What you are asked to do: Put the lines of the material into a Markdown table with the columns Row and Content. Begin at the line that contains "Mark every instance of the ant", continue through the end of the material, number each row, and leave out blank lines.

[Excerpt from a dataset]
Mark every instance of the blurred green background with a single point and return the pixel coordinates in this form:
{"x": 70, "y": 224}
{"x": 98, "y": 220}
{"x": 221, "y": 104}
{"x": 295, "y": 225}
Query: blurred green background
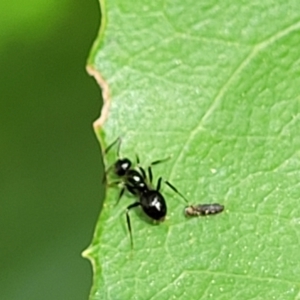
{"x": 51, "y": 167}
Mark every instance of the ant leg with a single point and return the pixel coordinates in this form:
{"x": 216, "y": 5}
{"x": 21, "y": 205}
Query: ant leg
{"x": 128, "y": 220}
{"x": 140, "y": 168}
{"x": 106, "y": 172}
{"x": 114, "y": 183}
{"x": 175, "y": 190}
{"x": 156, "y": 162}
{"x": 120, "y": 195}
{"x": 158, "y": 184}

Correct result:
| Row | Content |
|---|---|
| 1 | Mark every instance of the ant leg with a single point and return the pixel coordinates in this form: |
| 2 | {"x": 216, "y": 5} |
| 3 | {"x": 21, "y": 205} |
| 4 | Query: ant leg |
| 5 | {"x": 128, "y": 220} |
| 6 | {"x": 140, "y": 168} |
| 7 | {"x": 106, "y": 172} |
| 8 | {"x": 114, "y": 183} |
| 9 | {"x": 175, "y": 190} |
| 10 | {"x": 156, "y": 162} |
| 11 | {"x": 120, "y": 195} |
| 12 | {"x": 158, "y": 184} |